Data Block Start
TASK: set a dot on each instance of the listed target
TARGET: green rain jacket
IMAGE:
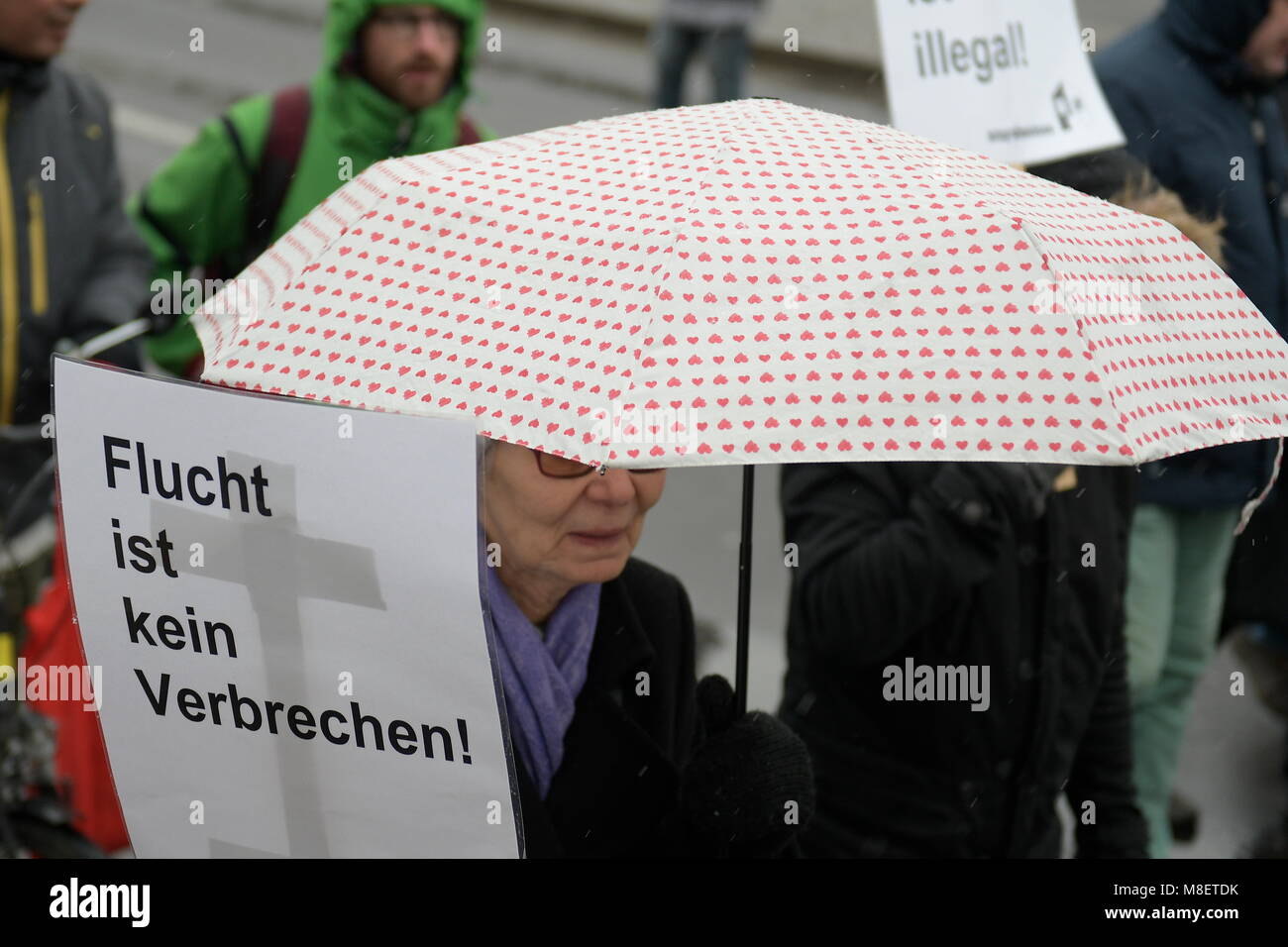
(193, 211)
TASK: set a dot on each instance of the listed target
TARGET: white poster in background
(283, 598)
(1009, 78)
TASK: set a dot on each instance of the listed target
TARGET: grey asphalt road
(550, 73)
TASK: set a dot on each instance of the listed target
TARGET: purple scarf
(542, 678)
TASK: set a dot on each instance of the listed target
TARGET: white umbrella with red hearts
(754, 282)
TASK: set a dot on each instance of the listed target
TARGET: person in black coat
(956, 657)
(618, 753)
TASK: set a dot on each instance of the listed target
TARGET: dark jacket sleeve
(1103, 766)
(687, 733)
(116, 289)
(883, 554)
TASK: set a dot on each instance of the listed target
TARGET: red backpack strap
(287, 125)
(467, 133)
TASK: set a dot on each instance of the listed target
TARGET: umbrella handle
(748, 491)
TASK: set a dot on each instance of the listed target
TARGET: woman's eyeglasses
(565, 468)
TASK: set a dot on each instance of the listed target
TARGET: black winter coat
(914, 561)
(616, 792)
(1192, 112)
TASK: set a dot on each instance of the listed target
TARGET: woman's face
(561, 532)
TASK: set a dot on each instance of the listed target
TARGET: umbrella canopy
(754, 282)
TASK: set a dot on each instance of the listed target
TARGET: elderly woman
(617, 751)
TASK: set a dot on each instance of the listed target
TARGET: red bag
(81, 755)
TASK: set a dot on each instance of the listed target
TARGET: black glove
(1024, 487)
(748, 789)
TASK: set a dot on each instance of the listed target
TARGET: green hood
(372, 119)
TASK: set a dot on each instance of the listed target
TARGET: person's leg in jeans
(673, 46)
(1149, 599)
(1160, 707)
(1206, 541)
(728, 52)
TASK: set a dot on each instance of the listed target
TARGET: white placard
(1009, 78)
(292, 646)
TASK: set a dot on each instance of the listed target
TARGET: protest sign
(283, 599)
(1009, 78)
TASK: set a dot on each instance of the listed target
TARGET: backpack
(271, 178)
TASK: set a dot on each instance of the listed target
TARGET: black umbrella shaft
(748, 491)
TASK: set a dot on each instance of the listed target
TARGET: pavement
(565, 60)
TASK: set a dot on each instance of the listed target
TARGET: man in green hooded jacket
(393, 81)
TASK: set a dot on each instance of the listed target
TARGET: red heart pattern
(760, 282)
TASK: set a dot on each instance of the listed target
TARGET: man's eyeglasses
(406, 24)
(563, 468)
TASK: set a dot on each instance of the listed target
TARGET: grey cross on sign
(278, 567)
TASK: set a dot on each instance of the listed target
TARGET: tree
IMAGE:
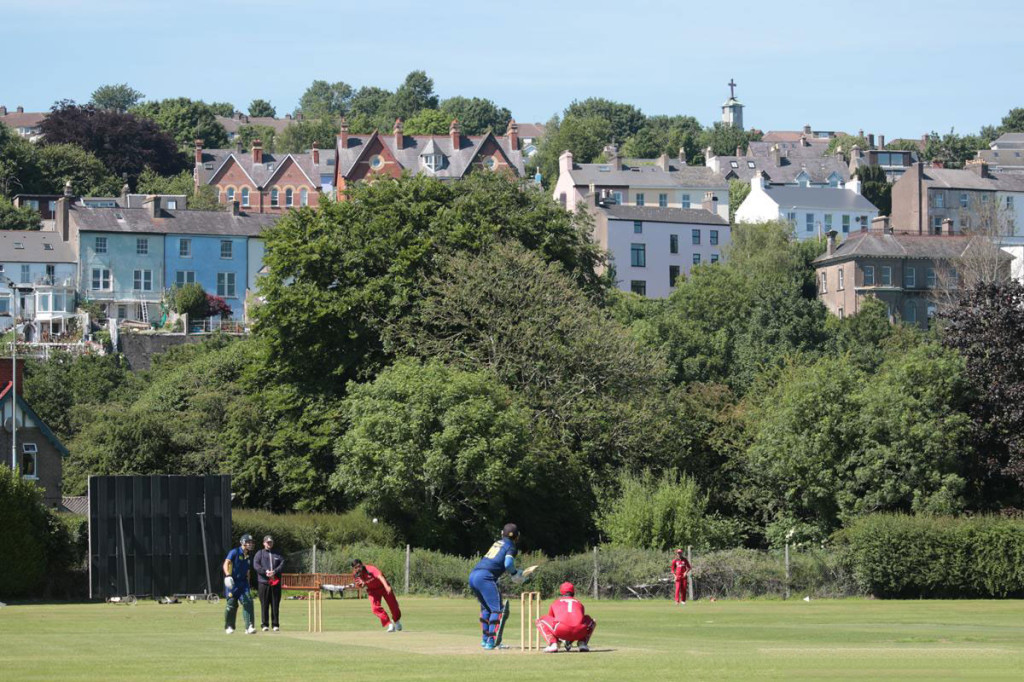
Data Block End
* _Task requirements_
Each entry above should be printed exactly, and any picture in it left out.

* _Written reply_
TASK: set a dot on each instance of the listed target
TARGET: green rain jacket
IMAGE:
(193, 211)
TASK: set a dot on each instance of the listed target
TARGET: white poster in background
(283, 598)
(1009, 78)
TASK: set a dot on each instance of the listed target
TARGET: grey asphalt road
(550, 73)
TASK: set a dot on each instance of the listed target
TARGET: purple scarf
(542, 678)
TASK: set a dot on each instance of the listed target
TARGET: white umbrella with red hearts
(754, 282)
TASK: set a dot on each instance of the listed target
TARGET: person in black coat
(956, 657)
(618, 753)
TASK: set a dot on each instance of the listed target
TARGET: dark jacket sleeve
(1103, 766)
(687, 733)
(116, 289)
(883, 554)
TASK: set a dot on each instance of the listed target
TARGET: red backpack strap
(287, 125)
(467, 133)
TASK: set a dot on each instance of the listed target
TARGET: umbrella handle
(748, 491)
TASK: set a dot on each instance of the listed target
TARGET: woman's eyeglasses
(565, 468)
TASK: set a dot on each instance of the listed target
TARGET: black winter coat
(914, 561)
(616, 792)
(1192, 112)
TASK: set a dot on each instance of the listed target
TARGET: woman's face
(561, 532)
TASK: set a dot on each instance of the listed target
TARGET: umbrella canopy
(754, 282)
TASK: set a dot on each instance of the listed target
TARGET: elderly woman
(617, 751)
TASK: set a dot on each instance of the listed target
TARGET: red bag
(81, 755)
TASK: set a dot on each instance of the listed target
TARGET: black glove
(1024, 487)
(748, 789)
TASK: set a dot on each instance of the listed target
TARGET: green hood
(372, 119)
TASK: set a dot on each instance of the listed target
TARGET: person's leg in jeans
(673, 46)
(1149, 599)
(1160, 707)
(1206, 541)
(728, 52)
TASK: set a dot on each instance of the listed target
TARGET: white placard
(1009, 78)
(292, 646)
TASK: set a dot on each instance of the listed target
TARGET: protest sign
(283, 599)
(1009, 78)
TASK: set a dot on each instance of the listed target
TARGET: backpack
(271, 178)
TASK: set a dot on each instance of the listed target
TARGET: black umbrella shaft
(748, 491)
TASK: set a dot on each instance of the listed target
TARGET: pavement
(565, 60)
TASK: set a dot on each instance of the listed target
TARGET: man in green hooded jacket
(393, 81)
TASK: set a dot on each instance of the listed target
TARGET: red heart pattern
(760, 282)
TASK: set a dot on each instance of the listed target
TARGET: man's eyeglasses
(406, 24)
(563, 468)
TASK: set a dot on each instance of the listed target
TARGET: grey cross on sign
(278, 567)
TASK: set a dot on each instance of the listed target
TARGET: tree
IMAGE:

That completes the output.